* **REQUIREMENT**: Please output all of the entries exactly and omit any images they hold.

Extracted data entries
--- START ---

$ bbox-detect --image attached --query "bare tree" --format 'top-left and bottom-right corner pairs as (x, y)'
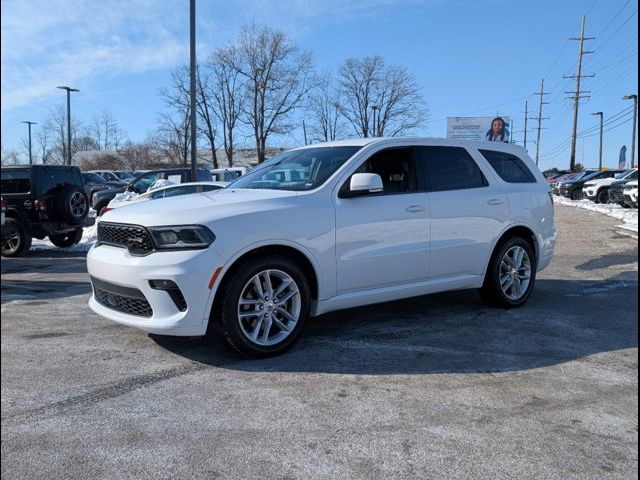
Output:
(42, 105), (82, 164)
(158, 66), (193, 166)
(1, 149), (23, 166)
(338, 55), (428, 138)
(306, 71), (346, 142)
(209, 45), (246, 166)
(196, 67), (219, 169)
(35, 127), (52, 164)
(120, 138), (164, 170)
(232, 23), (313, 163)
(88, 110), (127, 151)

--- END ---

* **ANSWER FOR THIS EXERCISE**:
$ bbox-detect --image attached --query "bare tree" --format 'top-left and bottom-right corner pairs as (x, y)'
Output:
(42, 105), (82, 164)
(158, 66), (193, 166)
(1, 149), (23, 166)
(338, 55), (428, 138)
(306, 71), (346, 142)
(209, 45), (246, 166)
(196, 67), (219, 169)
(35, 127), (52, 164)
(120, 138), (164, 170)
(232, 23), (313, 163)
(88, 110), (127, 151)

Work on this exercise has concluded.